## PASSAGE GIVEN:
The aforementioned eldest of this brood, Agustin Benito, married Maria Norverta sometime in 1800. Their marriage produced 3 children: Leon Benito, Miguel, and Feliz. In 1849/1850 in accordance with the Claveria surname decree Agustin Benito chose the surname Davide from the list of surnames distributed in Argao. True to the present family's fighting spirit and ability to overcome any obstacles in life Agustin Benito must have chosen this surname to remind him and his family that no matter how small one feels he is he can always win the day with determination and hardwork, just as David won over the giant Goliath as told in the bible. Davide is a Hispanization of the same Italian last name, in turn derived from the name David, most possibly derived from Hebrew dod, which means “beloved”, perhaps the word dawid, which means “loved”, or “darling or beloved of God”, in turn derived from Dodavehu. Truly, coincidence or not, there must have been something prophetic with him choosing the surname for his family.

Agustin Benito thus became Benito Davide, with his wife's family choosing Cambare as a last name. Norverta Cambare died before Benito, and based on records Benito remarried to Candelaria Neri and they had one child, Donato Davide. Benito himself was blessed with his family's longevity, and he died only in 1864 at the ripe age of 87.

Miguel Davide, son of Benito, was born sometime in the 1820s and he married Hilaria Carillo probably in the 1840s. They had seven children and one of these was Esteban Davide, born in the 1850s. He married Nepomucena Ortega and one of their children was Pablo O. Davide, born on June 26, 1875. This man is considered by the family of Jun-Jun Davide as the founder of the present Davide line in Colawin. He was said to have been a humble but industrious farmer who was well known in their barrio. His humility and good nature earned him the respect of his neighbors, which ultimately led to his being elected as a cabeza de barangay of Colawin in 1877, a position that is roughly equal to that of barangay captain today. He served in this capacity until 1884. In the same year that Pablo Davide served as cabeza, Julian Lopez, another direct ancestor of Jun-Jun Davide who came from Cebu City but later settled in Argao when he married an Argawanon, was also elected to the same position.

Entries from a dataset:
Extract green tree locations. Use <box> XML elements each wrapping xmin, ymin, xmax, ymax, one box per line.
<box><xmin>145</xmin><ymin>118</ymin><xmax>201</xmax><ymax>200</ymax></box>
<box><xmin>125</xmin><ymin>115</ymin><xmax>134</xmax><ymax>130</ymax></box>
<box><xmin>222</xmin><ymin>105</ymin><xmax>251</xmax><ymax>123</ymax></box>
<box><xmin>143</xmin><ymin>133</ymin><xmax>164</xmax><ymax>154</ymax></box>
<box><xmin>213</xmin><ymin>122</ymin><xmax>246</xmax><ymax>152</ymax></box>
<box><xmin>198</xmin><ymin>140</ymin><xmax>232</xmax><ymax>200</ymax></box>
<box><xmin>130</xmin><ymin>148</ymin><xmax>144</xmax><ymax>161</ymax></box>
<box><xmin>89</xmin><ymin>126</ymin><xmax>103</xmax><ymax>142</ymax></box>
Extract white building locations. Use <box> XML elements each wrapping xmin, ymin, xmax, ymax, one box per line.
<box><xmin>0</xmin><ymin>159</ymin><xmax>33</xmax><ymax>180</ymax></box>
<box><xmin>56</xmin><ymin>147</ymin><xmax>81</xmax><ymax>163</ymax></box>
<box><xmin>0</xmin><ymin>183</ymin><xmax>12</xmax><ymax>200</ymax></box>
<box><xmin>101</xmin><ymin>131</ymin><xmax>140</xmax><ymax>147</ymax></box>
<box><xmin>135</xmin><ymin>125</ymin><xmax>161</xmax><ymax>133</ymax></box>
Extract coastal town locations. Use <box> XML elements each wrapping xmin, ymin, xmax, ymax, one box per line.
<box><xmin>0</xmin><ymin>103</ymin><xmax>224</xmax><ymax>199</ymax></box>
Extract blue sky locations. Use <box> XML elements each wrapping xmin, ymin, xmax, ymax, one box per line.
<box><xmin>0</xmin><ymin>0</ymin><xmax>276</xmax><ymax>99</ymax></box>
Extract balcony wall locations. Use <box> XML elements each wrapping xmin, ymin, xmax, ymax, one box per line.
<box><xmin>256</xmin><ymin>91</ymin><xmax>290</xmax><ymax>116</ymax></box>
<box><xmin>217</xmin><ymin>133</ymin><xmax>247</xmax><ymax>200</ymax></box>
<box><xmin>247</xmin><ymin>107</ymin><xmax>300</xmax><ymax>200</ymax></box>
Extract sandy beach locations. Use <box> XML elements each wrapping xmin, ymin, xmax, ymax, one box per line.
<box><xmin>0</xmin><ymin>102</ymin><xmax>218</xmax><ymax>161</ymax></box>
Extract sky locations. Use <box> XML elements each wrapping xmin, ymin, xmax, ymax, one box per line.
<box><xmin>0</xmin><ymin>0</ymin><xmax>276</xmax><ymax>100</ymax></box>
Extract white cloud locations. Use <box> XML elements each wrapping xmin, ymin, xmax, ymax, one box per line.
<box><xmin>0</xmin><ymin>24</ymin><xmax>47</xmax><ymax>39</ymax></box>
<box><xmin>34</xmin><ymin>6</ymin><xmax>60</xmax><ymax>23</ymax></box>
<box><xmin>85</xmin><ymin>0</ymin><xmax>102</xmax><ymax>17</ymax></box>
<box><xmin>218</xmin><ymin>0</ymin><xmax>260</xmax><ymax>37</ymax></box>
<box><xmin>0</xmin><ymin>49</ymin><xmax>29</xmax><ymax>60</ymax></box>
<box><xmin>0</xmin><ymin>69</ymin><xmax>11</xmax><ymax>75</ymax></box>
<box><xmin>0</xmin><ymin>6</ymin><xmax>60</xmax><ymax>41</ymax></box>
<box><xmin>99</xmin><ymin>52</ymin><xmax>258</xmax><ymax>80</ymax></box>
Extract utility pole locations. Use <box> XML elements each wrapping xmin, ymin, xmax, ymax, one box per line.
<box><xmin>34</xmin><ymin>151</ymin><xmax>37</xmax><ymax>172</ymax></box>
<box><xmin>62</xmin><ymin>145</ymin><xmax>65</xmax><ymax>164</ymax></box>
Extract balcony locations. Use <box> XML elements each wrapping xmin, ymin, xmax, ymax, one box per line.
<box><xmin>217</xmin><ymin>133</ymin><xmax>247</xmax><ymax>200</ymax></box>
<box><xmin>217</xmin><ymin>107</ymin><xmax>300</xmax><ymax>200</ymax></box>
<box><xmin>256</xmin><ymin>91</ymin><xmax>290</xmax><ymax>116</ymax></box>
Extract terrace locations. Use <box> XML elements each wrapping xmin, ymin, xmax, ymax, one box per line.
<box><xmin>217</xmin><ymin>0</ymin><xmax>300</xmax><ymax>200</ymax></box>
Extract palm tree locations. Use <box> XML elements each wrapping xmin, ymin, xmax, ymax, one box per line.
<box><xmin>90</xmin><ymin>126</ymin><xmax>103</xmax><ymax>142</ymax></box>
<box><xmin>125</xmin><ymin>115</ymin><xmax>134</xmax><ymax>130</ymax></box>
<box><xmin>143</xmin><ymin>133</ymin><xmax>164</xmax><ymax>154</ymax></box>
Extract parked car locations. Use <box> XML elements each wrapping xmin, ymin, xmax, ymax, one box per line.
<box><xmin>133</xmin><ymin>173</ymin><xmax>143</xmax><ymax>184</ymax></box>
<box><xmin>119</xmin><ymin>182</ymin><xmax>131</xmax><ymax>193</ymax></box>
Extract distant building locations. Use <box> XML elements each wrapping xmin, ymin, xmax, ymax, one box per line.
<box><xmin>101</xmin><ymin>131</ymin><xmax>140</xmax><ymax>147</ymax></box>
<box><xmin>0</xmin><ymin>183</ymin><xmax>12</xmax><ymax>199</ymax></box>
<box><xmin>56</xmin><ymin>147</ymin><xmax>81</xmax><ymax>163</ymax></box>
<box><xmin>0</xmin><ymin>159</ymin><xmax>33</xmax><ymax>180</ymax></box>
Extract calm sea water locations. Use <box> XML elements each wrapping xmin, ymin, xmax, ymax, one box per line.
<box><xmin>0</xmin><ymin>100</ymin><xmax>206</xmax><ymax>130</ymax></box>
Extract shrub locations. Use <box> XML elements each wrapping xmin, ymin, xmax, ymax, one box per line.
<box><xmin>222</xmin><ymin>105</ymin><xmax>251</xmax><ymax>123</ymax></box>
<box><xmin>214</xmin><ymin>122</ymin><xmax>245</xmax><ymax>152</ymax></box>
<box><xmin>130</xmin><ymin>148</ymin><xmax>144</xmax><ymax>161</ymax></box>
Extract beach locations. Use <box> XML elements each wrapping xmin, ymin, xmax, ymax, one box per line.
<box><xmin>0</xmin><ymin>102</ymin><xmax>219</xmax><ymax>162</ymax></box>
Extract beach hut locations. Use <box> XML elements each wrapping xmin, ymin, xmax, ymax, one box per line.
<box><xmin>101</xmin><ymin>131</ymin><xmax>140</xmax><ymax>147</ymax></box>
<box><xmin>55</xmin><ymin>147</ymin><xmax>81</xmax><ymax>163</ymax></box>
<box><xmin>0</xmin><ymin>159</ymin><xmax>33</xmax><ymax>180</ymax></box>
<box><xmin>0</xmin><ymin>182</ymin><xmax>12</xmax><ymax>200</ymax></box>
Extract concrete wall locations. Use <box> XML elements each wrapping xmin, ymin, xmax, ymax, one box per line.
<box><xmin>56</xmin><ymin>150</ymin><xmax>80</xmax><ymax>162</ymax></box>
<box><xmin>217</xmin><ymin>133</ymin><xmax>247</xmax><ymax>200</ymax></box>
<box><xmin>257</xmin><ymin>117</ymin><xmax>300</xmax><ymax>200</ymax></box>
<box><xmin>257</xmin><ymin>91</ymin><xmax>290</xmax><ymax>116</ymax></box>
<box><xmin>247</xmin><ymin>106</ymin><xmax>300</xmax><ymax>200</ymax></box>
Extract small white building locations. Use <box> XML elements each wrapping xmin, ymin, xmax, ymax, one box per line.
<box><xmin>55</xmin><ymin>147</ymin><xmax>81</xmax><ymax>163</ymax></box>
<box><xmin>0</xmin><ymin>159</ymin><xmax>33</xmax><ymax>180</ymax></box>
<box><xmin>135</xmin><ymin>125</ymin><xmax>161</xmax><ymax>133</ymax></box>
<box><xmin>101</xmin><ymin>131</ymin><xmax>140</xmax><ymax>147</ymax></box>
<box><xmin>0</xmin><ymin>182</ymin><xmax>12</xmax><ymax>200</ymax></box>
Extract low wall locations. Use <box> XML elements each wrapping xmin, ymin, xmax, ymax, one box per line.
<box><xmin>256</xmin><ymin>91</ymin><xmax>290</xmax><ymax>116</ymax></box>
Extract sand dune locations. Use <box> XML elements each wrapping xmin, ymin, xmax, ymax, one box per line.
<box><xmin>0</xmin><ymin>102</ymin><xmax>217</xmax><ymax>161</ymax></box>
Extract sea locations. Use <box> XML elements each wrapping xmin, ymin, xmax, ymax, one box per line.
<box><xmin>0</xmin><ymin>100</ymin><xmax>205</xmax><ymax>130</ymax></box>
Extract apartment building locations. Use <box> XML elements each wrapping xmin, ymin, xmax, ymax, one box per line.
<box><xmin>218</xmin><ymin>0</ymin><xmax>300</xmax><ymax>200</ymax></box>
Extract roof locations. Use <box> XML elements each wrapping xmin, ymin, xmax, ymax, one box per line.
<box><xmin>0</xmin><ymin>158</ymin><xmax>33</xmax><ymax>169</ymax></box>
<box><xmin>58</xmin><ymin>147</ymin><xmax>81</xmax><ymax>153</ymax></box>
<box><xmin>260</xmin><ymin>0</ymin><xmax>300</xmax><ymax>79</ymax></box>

## WHAT THIS EXERCISE ASKS:
1) In the family history passage, whom did Benito remarry after Norverta Cambare died?
2) Count the lines of the listing that contain the string "balcony", and give only that number.
The family history passage and the listing have no connection to each other.

## TASK-BY-TASK SOLUTIONS:
1) Candelaria Neri.

2) 2